━━━━━ Given passage

Among, \(R\) indicates response coverage of fire safety points;\(q_{i}\) indicates demand point of fire fighting equipment arriving in a certain time; \(Q\) indicates all demand points. The coverage rate of fire safety points can reflect the basic requirements of fire safety points layout. 80% response coverage rate is selected as the standard. The larger the coverage rate, the higher the safety of fire safety points layout will be.

Based on the aforementioned analysis of the influencing factors of fire safety site selection, the optimization model of fire safety site selection is constructed as follows:

$$\left\{ \begin{array}{ll} \min f = \sum\limits_{p \in P} N \times SC + \alpha \times TLC \times e^{{ - \sum\limits_{p \in P} N }} \hfill \\ \min T = \sum\limits_{{p_{i} \in P}} {\sum\limits_{{q_{i} \in Q}} {\frac{{D_{pq} \times M_{pq} }}{{S_{pq} }}} } \hfill \\ R = \frac{{\sum {q_{i} } }}{Q} \hfill \\ \end{array} \right.$$

(5)

$${\text{constrained condition}}:\,\,\,\,\,\,\,\left\{ {\begin{array}{l} {\forall q \in Q,\sum\limits_{p \in P} {M = 1} } \\ {\sum\limits_{p \in P} {N = m} } \\ {\forall q \in Q,p \in P,M \le N} \\ {\forall q \in Q,p \in P,M \in \left\{ {0,1} \right\}} \\ {p \in P,N \in \left\{ {0,1} \right\}} \\ \end{array} } \right.$$

(6)

━━━━━━━━━━
━━━━━ Data

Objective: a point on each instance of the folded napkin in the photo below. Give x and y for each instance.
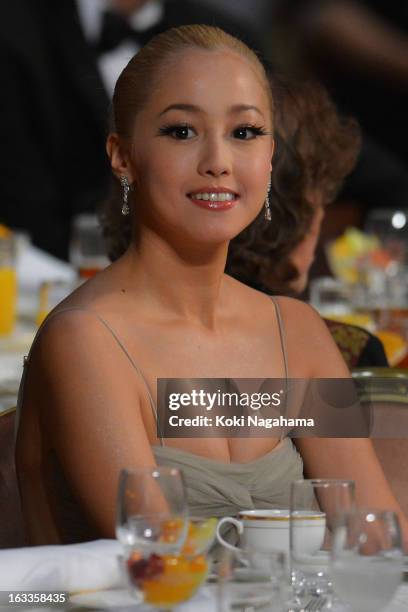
(72, 567)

━━━━━━━━━━

# Request 1:
Check each statement against the fire safety site selection passage above and answer yes or no, quoting the words of the passage that decide it.
(a) An 80% response coverage rate is chosen as the standard.
(b) A larger coverage rate makes the fire safety points layout less safe.
(c) The optimization model is built on an earlier analysis of the factors that influence fire safety site selection.
# Request 2:
Turn the paragraph of the fire safety site selection passage that opens with "Among," into a short bulleted list that keeps its main facts.
# Request 3:
Continue the fire safety site selection passage from the point where it stops, after constraint (6).

# Exercise output 1:
(a) Yes: "80% response coverage rate is selected as the standard."
(b) No: "The larger the coverage rate, the higher the safety of fire safety points layout will be."
(c) Yes: "Based on the aforementioned analysis of the influencing factors of fire safety site selection, the optimization model of fire safety site selection is constructed as follows"

# Exercise output 2:
- R: response coverage of fire safety points.
- q_i: a demand point that fire fighting equipment reaches within a certain time.
- Q: all demand points.
- The coverage rate reflects the basic requirements of the fire safety points layout, with an 80% response coverage rate set as the standard.
- A higher coverage rate means a safer layout.

# Exercise output 3:
In the constrained condition, \(\forall q \in Q\) indicates that each demand point is served by only one fire safety point; \(\sum\limits_{p \in P} N = m\) indicates that the number of fire safety points planned for construction is \(m\); in the formula, \(\forall q \in Q,p \in P,M < N\) indicates that demand points can only be supplied by locations set as fire safety points;\(\forall q \in Q,p \in P,M \in \left\{ {0,1} \right\}\) and \(p \in P,N \in \left\{ {0,1} \right\}\) indicate decision variables.

This model is a multi-objective site selection model. Aiming at the site selection of fire safety points, not only total cost of fire safety point construction and economic factors of accident loss valu, but also the arrival time and coverage rate of fire equipment shall be considered when fire safety accidents occur. At the same time, we shall fully consider whether the conditions of each alternative site meet the requirements of building fire safety points.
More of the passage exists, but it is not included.